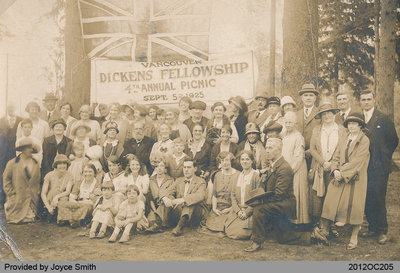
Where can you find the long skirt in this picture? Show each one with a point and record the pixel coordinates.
(236, 228)
(74, 211)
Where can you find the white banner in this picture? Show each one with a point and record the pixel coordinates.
(167, 82)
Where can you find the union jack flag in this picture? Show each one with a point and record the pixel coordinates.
(146, 30)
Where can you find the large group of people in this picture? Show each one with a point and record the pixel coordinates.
(297, 172)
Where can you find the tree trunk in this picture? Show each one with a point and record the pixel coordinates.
(77, 64)
(386, 59)
(300, 37)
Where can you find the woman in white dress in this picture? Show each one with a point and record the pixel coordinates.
(293, 152)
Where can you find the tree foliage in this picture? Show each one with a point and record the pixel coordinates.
(346, 44)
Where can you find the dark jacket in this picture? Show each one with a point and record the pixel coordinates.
(50, 150)
(142, 151)
(280, 182)
(384, 140)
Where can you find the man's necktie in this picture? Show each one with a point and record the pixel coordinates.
(346, 152)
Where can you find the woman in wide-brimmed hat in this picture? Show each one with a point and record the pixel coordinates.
(324, 140)
(238, 107)
(57, 186)
(22, 184)
(345, 198)
(238, 223)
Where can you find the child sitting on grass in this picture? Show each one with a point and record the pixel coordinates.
(105, 209)
(130, 214)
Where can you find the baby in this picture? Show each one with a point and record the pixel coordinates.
(130, 214)
(104, 211)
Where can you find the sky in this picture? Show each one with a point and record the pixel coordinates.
(25, 55)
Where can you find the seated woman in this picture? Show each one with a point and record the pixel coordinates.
(164, 146)
(21, 182)
(159, 188)
(136, 174)
(215, 124)
(116, 176)
(221, 194)
(57, 186)
(224, 145)
(346, 194)
(79, 208)
(198, 149)
(130, 215)
(238, 222)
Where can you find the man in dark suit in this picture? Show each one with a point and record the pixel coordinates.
(305, 116)
(259, 115)
(140, 145)
(8, 132)
(384, 140)
(50, 112)
(53, 145)
(277, 208)
(188, 206)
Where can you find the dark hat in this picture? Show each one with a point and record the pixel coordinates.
(60, 158)
(198, 105)
(111, 125)
(273, 126)
(261, 94)
(107, 185)
(141, 109)
(239, 102)
(326, 107)
(258, 194)
(357, 117)
(79, 124)
(26, 142)
(274, 100)
(308, 88)
(251, 127)
(32, 104)
(50, 96)
(54, 122)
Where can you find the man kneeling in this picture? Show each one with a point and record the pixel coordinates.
(278, 204)
(188, 206)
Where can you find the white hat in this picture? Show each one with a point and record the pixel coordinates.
(287, 100)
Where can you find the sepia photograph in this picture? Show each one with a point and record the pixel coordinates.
(199, 130)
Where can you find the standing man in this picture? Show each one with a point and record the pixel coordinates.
(50, 113)
(277, 208)
(384, 140)
(189, 192)
(140, 145)
(343, 102)
(259, 115)
(305, 116)
(8, 132)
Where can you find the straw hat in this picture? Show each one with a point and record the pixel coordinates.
(357, 117)
(308, 88)
(27, 142)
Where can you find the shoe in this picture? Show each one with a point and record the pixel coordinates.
(101, 235)
(113, 237)
(124, 238)
(253, 247)
(351, 246)
(318, 237)
(368, 234)
(382, 239)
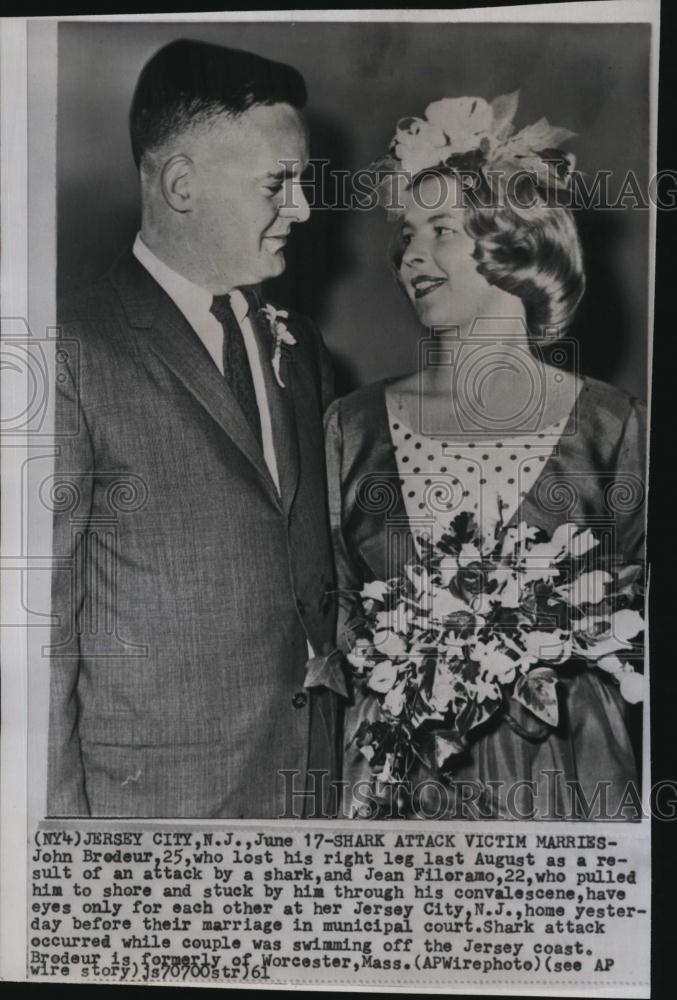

____

§ **TASK DIRECTIONS**
Update all the records above by replacing "pixel coordinates" with "image coordinates" everywhere it appears, leaving every other line and point unchanged. Omit the pictures from your answer.

§ **PROBLEM SOLUTION**
Where can you find the long skirt in this picture? Show each one with a point and record the image coordinates.
(236, 228)
(74, 211)
Where can you find the white banner in this picture? Show each one with a point and record the image coordinates.
(167, 82)
Where can you find the union jack flag in this picture? Show each one with a point and record the image coordinates.
(146, 30)
Where can you find the large group of people in this picture? Show each one with a point and record the image coordinates.
(297, 172)
Where can you find the tree trunk in this picture? Show each one with a point and record the image coordinates.
(77, 64)
(386, 59)
(300, 37)
Where can you find the woman in white dress in this picture? Show each one with a point and record the image coordinates.
(293, 152)
Where can you find the tree foliage in this picture? Show each one with a point and record the image coordinates.
(346, 44)
Where can you find the dark jacket in this picture? Show each one with a point and record the image coordinates.
(50, 150)
(142, 151)
(280, 182)
(384, 140)
Where can you find the man's necktie in this picture? Show each one with a point and record the image coordinates.
(346, 152)
Where can you find the woman in wide-brimmed hat in this picture? Show each one with a point and record the image coordinates.
(324, 140)
(238, 107)
(57, 186)
(22, 184)
(345, 198)
(238, 223)
Where can you find the child sitting on grass in this picture? Show each one with a point and record the image coordinates.
(105, 209)
(130, 214)
Where can you find the baby in this picture? Show each one with a point and record the image coordinates.
(130, 214)
(104, 211)
Where can you find the sky in this picture? Show each one with a point and record the image coordinates.
(25, 55)
Where can you find the seated woman in this picture? Show each one with a point and record the image coordinates.
(164, 146)
(21, 182)
(159, 188)
(136, 174)
(215, 124)
(116, 176)
(221, 194)
(57, 186)
(224, 145)
(346, 194)
(79, 208)
(198, 149)
(130, 215)
(238, 222)
Where can you find the man in dark suit in this picture? Show each one with a point and record the image coordinates.
(305, 116)
(259, 115)
(140, 145)
(8, 132)
(384, 140)
(50, 112)
(53, 145)
(277, 208)
(188, 206)
Where can you find the dark hat in this picture? Show each one with a point and record the image coordinates.
(60, 158)
(198, 105)
(111, 125)
(273, 126)
(261, 94)
(107, 185)
(141, 109)
(239, 102)
(326, 107)
(258, 194)
(357, 117)
(79, 124)
(26, 142)
(274, 100)
(308, 88)
(251, 127)
(32, 104)
(50, 96)
(54, 122)
Where can you find the man kneeling in this picture? Show each one with a point and record the image coordinates.
(278, 204)
(188, 206)
Where can you find the white hat in this picture? Show each one with a point and record the image coordinates.
(287, 100)
Where can you find the sepia photograph in this picture? Show each one with a point and record the image coordinates.
(199, 130)
Where can you find the standing man in this picture? Show each one with a point and record the image coordinates.
(50, 113)
(277, 208)
(384, 140)
(189, 192)
(140, 145)
(343, 102)
(259, 115)
(305, 116)
(8, 132)
Where can you find the straw hat in this picture? Show each one with a point and record the image coordinates.
(357, 117)
(308, 88)
(27, 142)
Where can you find the shoe in this picture? Show each one with a point and record the image coordinates.
(101, 235)
(113, 237)
(124, 238)
(253, 247)
(351, 246)
(318, 237)
(368, 234)
(382, 239)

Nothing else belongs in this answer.